◆ **Set of tasks**:
1. In the article on Vietnam's market economy status, rewrite the paragraph beginning "The formal decision is scheduled" as a bulleted list that keeps its main facts.
2. Transcribe the article on Vietnam's market economy status word for word, from "The formal decision" to "request in 2016.".
3. Answer these questions using the article on Vietnam's market economy status:
(a) On what date did the US Department of Commerce meet with Vietnamese government representatives to discuss Vietnam's market economy status?
(b) How many countries currently recognize Vietnam's market economy status?
(c) In what year did the Department of Commerce reject China's request?

◆ **Article**:

## Begin

According to the Trade Facilitation and Trade Enforcement Act (TFTAE), recognizing a nation as engaged in "currency manipulation" can result in increased "sanctions" such as tariffs and trade obstacles. However, these measures will not be applied until at least one year of discussions have been completed.

Despite the fact that it does not engage in currency manipulation, Vietnam is nonetheless classified as a non-market economy by the US Department of Commerce. This status implies that third-country prices are used to assess production costs in anti-dumping (AD) and countervailing duty (CVD) investigations against Vietnamese exports, creating major trade impediments and lowering Vietnamese firms' competitiveness.

On May 8, 2024, the US Department of Commerce convened a meeting with Vietnamese government representatives and other interested parties to discuss the acceptance of Vietnam's market economy status.

Experts think that if the United States recognizes Vietnam as a market economy, it will be simpler to resolve trade disputes, as non-market economies are more likely to face anti-dumping taxes on their exports.

According to SSI Research, Vietnam has long sought to achieve the six requirements for market economy certification, efforts that were consolidated when the two nations strengthened their comprehensive strategic cooperation in 2023.

The formal decision is scheduled to be made by the United States on July 26, with comments and responses to the US Department of Commerce staying mostly neutral thus far. The American Chamber of Commerce (AmCham), the Retail Industry Leaders Association (RILA), the American Association of Exporters and Importers (AAEI), the National Association of State Departments of Agriculture (NASDA), and the American Apparel & Footwear Association (AAFA) have all expressed their support. However, opponents include the Alliance for American Manufacturing (AAM) and the United Steelworkers (USW). The recognition procedure may potentially face legal hurdles in the United States, as the Department of Commerce rejected China's request in 2016.

"The greatest benefit of being recognized as a market economy is that Vietnamese exporters can use their own production costs in U.S. anti-dumping investigations, creating a level playing field with exports from other countries by ensuring that trade defense tariffs reflect Vietnam's actual production practices.

Additionally, Vietnamese exports may benefit from import tariff reductions if the U.S. grants Generalized System of Preferences (GSP) status to Vietnam. Currently, 72 countries have recognized Vietnam's market economy status, including Canada, Australia, Japan, South Korea, and the UK, and U.S. recognition would pave the way for similar acknowledgment from the European Union (EU). The period leading up to July 26 is crucial, requiring strong advocacy and efforts from the Vietnamese government to navigate the stringent U.S. legal framework," SSI Research analysts explained.

## End

◆ **Data lines**:
## Begin

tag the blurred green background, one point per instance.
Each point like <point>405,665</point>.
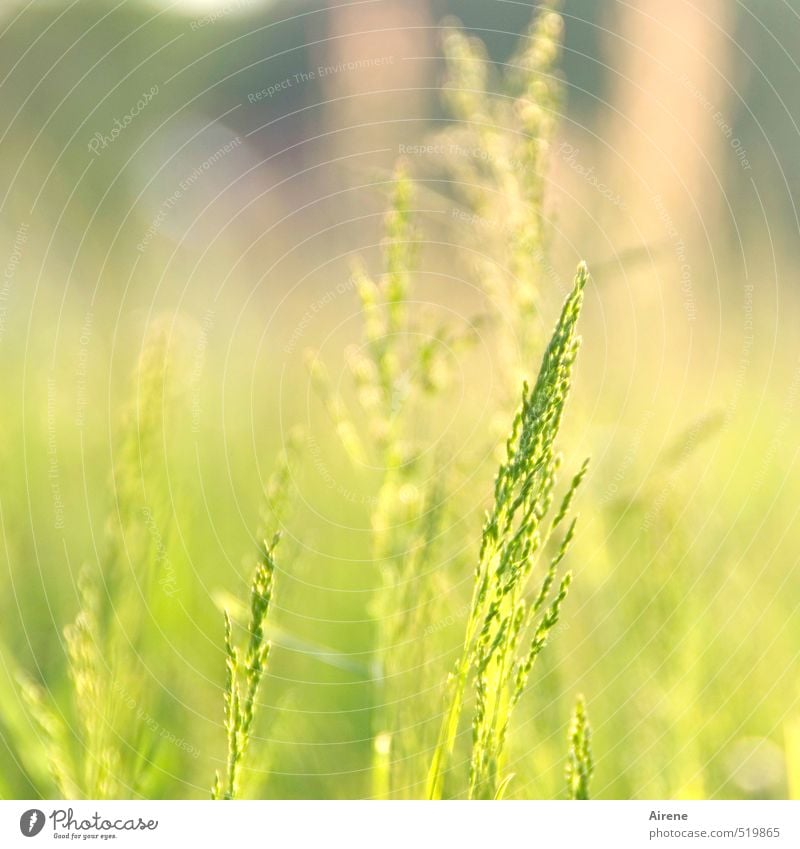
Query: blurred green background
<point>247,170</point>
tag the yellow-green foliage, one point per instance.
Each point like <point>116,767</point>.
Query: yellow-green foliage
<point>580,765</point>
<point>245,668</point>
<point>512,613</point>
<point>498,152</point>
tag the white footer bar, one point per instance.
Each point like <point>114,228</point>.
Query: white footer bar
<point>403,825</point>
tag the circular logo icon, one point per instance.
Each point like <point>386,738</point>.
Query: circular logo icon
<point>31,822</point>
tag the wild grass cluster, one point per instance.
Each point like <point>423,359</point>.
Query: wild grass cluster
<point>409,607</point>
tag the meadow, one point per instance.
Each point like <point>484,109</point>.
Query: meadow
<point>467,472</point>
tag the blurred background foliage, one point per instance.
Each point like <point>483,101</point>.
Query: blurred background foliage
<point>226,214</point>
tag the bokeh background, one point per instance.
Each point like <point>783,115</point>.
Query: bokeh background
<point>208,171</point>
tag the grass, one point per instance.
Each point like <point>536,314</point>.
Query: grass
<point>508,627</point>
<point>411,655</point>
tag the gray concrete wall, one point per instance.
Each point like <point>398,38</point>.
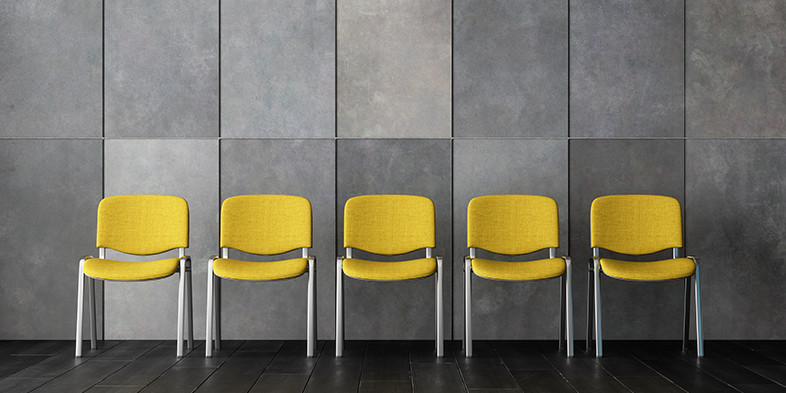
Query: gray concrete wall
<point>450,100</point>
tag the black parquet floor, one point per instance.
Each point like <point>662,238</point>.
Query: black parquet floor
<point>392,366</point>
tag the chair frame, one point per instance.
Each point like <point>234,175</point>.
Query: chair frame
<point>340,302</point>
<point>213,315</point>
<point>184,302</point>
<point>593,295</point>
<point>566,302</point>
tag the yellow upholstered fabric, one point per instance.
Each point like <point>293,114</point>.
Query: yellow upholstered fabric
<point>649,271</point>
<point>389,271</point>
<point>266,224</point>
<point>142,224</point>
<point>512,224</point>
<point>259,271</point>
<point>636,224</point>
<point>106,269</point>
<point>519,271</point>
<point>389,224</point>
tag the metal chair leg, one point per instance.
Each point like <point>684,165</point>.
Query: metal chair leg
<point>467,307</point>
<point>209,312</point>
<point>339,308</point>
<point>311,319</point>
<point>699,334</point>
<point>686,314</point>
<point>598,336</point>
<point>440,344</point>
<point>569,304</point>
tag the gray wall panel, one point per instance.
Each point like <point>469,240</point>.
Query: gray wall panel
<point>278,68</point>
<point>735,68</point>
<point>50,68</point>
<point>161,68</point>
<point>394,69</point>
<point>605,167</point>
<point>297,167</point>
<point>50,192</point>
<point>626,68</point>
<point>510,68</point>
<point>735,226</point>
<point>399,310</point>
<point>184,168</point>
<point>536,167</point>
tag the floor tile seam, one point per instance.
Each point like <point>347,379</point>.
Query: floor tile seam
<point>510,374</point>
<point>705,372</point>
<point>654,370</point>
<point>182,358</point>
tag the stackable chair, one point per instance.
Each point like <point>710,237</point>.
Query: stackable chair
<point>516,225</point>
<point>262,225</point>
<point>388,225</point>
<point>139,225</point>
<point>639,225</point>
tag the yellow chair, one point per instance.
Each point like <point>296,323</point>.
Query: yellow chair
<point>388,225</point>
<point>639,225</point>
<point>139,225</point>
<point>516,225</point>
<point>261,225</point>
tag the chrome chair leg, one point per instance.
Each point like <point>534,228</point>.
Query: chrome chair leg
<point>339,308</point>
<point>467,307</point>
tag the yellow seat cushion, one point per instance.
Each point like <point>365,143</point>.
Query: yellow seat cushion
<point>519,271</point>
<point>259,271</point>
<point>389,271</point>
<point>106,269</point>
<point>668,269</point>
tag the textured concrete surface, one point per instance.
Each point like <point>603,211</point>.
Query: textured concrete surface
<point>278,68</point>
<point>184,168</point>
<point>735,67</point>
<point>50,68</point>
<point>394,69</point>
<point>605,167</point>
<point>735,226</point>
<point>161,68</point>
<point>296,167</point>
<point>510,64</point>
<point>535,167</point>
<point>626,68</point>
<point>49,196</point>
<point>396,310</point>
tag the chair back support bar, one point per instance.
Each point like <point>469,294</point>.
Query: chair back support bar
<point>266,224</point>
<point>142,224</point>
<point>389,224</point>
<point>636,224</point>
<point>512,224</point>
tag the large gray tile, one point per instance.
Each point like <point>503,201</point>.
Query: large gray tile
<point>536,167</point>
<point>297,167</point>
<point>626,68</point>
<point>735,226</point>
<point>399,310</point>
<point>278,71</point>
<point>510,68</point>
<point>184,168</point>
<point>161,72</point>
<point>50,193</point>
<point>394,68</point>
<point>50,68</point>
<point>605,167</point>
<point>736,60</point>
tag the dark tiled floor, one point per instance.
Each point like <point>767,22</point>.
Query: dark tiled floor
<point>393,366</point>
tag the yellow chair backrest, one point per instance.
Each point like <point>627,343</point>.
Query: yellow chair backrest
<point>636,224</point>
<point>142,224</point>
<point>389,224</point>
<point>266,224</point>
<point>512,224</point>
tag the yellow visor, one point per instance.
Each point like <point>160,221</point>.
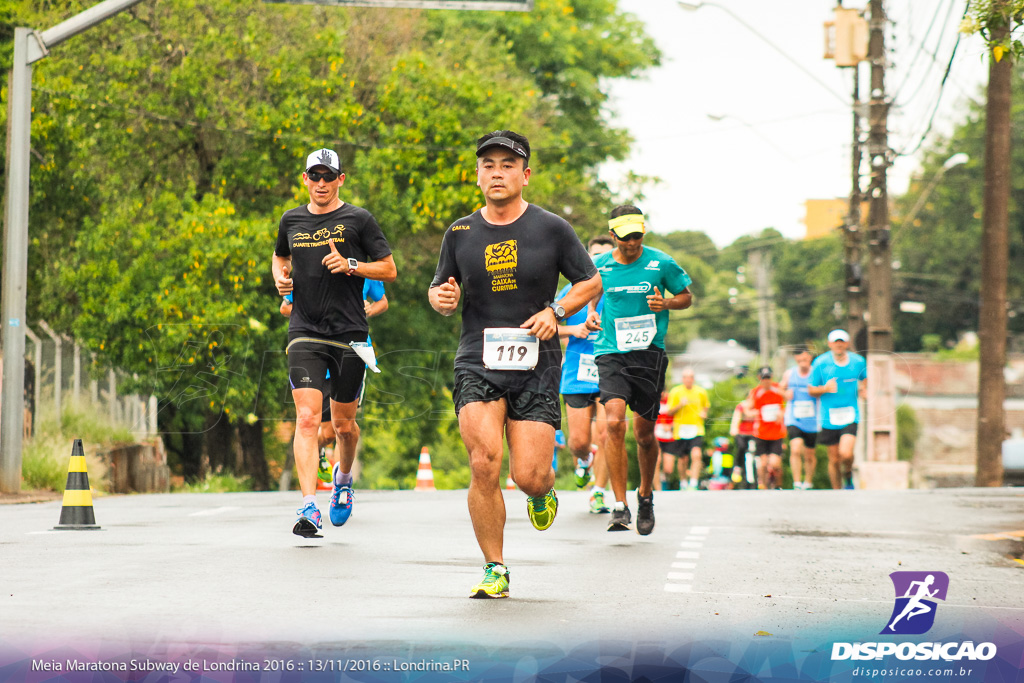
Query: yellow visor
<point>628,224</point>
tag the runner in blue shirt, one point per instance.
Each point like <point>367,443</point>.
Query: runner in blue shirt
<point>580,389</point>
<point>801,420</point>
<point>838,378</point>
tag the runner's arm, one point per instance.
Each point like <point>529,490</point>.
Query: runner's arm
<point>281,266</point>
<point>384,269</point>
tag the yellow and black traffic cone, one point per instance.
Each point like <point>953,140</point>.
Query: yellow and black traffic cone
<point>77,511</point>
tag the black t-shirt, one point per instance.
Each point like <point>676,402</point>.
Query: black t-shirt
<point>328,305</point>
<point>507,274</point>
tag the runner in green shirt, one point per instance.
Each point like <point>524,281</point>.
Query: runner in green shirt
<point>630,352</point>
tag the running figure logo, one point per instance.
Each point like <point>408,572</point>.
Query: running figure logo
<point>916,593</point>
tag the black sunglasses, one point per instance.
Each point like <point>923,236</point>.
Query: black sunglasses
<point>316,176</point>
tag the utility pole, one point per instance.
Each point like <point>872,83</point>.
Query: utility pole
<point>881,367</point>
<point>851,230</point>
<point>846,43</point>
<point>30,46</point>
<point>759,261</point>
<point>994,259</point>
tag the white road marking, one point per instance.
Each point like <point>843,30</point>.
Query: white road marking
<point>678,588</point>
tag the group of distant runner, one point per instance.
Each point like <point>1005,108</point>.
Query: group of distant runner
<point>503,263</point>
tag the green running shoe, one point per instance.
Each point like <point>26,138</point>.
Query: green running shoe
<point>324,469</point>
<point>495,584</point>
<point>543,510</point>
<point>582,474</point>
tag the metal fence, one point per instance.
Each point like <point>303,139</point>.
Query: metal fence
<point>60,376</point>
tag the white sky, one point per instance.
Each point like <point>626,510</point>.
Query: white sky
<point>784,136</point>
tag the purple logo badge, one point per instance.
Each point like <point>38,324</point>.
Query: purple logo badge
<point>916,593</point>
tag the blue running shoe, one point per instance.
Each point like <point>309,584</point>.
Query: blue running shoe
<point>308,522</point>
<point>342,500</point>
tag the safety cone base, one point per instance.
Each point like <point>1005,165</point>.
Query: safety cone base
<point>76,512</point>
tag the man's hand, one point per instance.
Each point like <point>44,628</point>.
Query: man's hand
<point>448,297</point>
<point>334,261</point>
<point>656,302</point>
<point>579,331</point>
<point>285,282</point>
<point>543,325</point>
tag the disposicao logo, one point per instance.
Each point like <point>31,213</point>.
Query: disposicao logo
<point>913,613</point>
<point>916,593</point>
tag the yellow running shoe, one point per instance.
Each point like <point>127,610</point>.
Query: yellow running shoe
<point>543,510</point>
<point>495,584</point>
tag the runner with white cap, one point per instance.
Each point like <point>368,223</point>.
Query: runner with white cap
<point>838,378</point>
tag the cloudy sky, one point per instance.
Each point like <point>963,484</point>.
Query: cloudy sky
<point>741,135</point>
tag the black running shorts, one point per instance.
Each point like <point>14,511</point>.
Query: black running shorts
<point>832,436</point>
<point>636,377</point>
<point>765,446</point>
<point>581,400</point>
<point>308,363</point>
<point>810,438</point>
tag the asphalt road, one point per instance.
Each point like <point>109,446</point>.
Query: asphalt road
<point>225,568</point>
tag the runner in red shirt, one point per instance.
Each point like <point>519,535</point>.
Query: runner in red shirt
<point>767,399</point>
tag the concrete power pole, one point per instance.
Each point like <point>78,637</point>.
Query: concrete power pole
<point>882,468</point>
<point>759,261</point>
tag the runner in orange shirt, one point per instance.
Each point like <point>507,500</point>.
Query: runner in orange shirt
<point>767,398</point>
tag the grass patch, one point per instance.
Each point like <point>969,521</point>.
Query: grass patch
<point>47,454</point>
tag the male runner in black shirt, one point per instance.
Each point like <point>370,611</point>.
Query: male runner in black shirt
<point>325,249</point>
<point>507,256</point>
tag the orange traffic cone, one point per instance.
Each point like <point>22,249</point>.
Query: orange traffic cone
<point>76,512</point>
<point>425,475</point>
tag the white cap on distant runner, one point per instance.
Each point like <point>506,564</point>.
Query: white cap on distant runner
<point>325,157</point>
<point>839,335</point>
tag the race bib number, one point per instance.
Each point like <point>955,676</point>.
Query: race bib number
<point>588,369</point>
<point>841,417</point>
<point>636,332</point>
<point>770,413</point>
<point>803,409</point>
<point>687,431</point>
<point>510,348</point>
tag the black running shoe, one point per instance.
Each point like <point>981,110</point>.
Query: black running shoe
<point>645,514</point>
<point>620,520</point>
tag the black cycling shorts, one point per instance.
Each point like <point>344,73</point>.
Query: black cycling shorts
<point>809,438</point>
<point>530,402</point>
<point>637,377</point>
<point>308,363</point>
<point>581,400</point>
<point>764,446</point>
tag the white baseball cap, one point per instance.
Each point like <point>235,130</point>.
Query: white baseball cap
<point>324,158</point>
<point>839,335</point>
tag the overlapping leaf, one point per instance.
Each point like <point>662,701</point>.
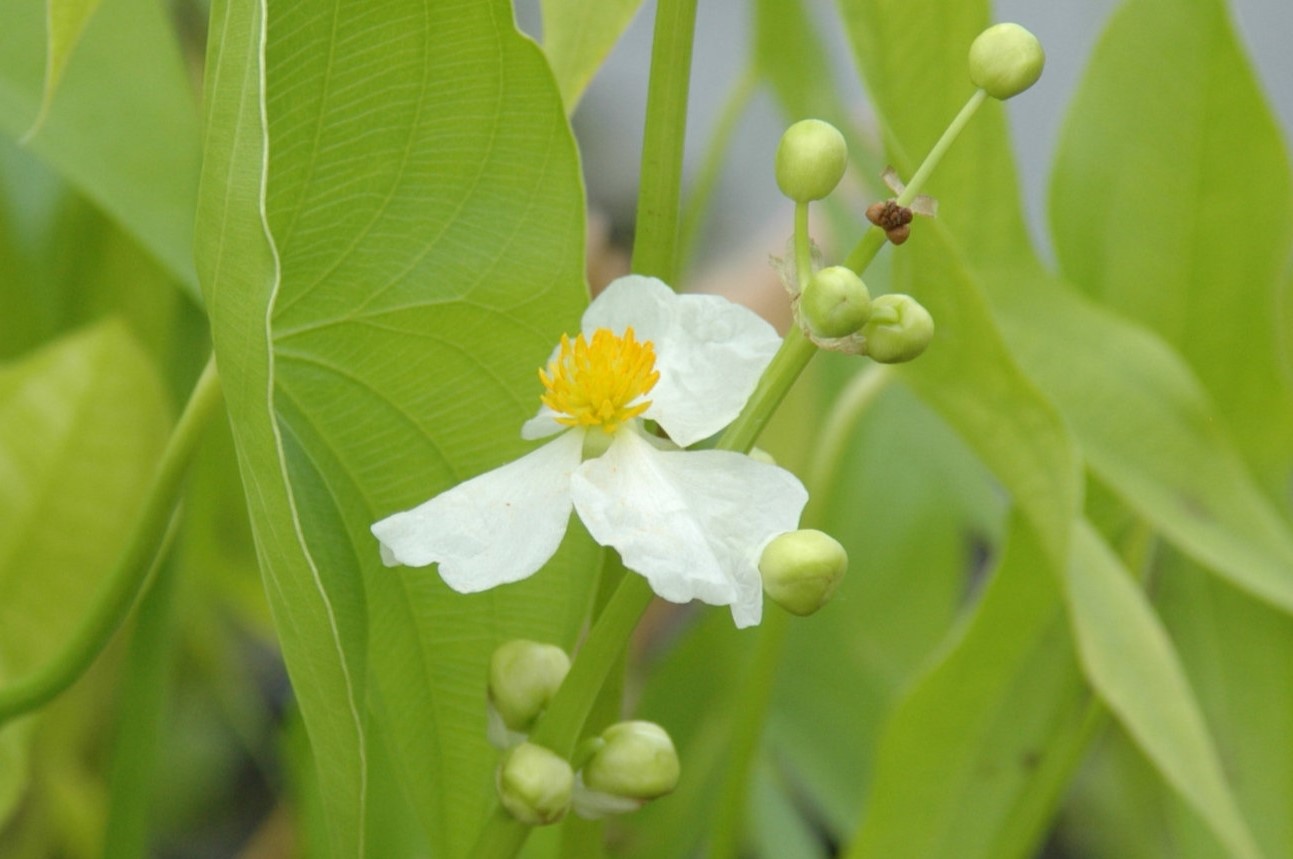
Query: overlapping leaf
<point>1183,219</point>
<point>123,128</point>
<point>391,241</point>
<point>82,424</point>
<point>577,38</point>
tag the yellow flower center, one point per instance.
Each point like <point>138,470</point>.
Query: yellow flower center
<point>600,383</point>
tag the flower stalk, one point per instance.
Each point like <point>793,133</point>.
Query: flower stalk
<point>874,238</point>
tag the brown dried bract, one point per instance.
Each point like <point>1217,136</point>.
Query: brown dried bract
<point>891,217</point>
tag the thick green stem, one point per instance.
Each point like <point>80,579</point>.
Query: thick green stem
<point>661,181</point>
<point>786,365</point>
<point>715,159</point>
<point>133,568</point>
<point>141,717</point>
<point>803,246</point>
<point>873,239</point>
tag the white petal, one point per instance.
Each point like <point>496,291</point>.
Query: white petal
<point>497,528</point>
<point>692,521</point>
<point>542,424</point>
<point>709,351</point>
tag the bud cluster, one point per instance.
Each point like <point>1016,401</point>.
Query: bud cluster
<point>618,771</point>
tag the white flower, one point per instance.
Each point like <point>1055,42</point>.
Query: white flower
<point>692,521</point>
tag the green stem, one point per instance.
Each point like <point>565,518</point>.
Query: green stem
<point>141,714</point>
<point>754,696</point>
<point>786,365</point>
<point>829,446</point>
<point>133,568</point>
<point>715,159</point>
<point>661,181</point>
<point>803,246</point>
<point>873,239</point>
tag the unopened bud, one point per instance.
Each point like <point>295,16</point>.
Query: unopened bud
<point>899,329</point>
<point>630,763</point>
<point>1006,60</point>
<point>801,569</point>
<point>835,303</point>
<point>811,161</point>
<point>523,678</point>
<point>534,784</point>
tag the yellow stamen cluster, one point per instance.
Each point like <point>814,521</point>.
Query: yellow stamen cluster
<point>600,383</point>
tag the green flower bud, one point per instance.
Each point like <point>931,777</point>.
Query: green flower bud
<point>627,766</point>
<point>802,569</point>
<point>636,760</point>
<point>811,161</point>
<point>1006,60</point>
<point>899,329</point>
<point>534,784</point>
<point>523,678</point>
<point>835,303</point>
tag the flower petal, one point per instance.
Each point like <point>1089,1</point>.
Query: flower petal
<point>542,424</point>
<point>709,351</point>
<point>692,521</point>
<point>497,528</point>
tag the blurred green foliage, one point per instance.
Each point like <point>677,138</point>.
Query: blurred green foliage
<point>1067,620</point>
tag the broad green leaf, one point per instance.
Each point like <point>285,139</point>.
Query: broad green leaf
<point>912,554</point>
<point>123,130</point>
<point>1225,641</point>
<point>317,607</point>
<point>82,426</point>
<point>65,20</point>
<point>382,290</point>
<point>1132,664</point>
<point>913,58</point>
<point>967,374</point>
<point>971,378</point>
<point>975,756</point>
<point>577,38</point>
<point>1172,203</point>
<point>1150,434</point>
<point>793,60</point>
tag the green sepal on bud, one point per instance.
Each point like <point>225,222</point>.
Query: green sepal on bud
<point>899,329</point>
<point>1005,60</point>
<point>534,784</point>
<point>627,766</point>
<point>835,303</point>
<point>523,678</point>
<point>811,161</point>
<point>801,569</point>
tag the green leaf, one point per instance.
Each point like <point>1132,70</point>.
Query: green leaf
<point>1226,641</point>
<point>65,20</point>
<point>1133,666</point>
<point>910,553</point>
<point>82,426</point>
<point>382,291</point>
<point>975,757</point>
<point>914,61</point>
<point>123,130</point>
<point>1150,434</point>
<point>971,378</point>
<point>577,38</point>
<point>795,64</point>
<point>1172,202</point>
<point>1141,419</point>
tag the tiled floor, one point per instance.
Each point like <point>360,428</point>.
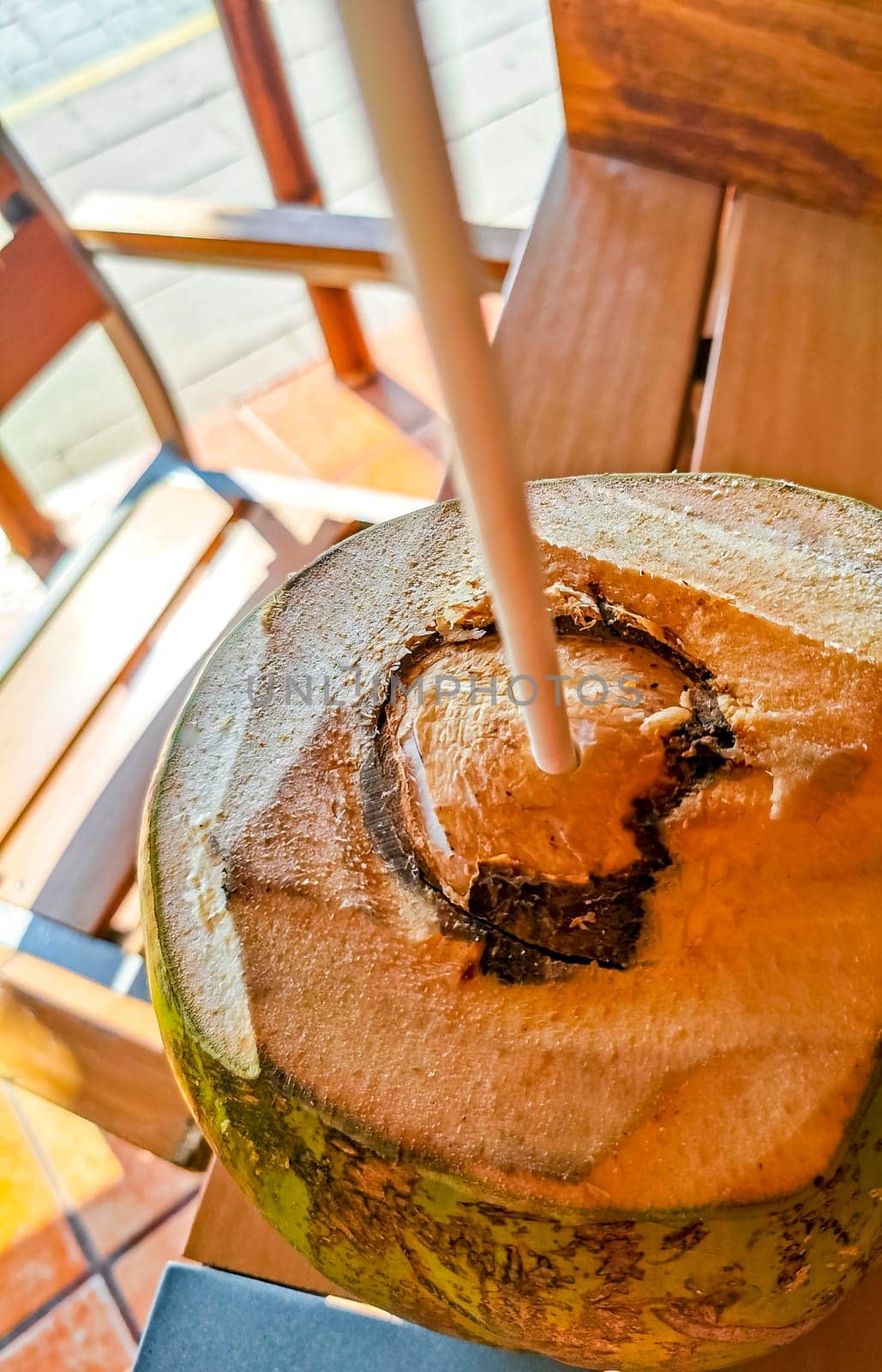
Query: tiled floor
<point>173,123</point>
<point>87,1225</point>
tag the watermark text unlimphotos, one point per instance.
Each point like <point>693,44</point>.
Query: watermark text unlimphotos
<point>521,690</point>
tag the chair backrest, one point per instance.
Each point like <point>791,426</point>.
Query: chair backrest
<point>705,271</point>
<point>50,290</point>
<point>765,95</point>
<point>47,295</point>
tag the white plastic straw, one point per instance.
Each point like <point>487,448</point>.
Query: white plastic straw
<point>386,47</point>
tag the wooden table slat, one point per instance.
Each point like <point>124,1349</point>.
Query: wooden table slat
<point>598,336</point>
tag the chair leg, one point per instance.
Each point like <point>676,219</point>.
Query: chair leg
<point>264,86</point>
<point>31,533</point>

## End

◆ **Responses to the tasks**:
1.
- The United States plans to make its formal decision on July 26.
- So far, comments and responses to the US Department of Commerce have been mostly neutral.
- Supporters: AmCham, RILA, AAEI, NASDA and AAFA.
- Opponents: the Alliance for American Manufacturing (AAM) and the United Steelworkers (USW).
- The recognition process may face legal hurdles in the United States. In 2016, the Department of Commerce rejected China's request.

2.
The formal decision is scheduled to be made by the United States on July 26, with comments and responses to the US Department of Commerce staying mostly neutral thus far. The American Chamber of Commerce (AmCham), the Retail Industry Leaders Association (RILA), the American Association of Exporters and Importers (AAEI), the National Association of State Departments of Agriculture (NASDA), and the American Apparel & Footwear Association (AAFA) have all expressed their support. However, opponents include the Alliance for American Manufacturing (AAM) and the United Steelworkers (USW). The recognition procedure may potentially face legal hurdles in the United States, as the Department of Commerce rejected China's request in 2016.

3.
(a) May 8, 2024
(b) 72
(c) 2016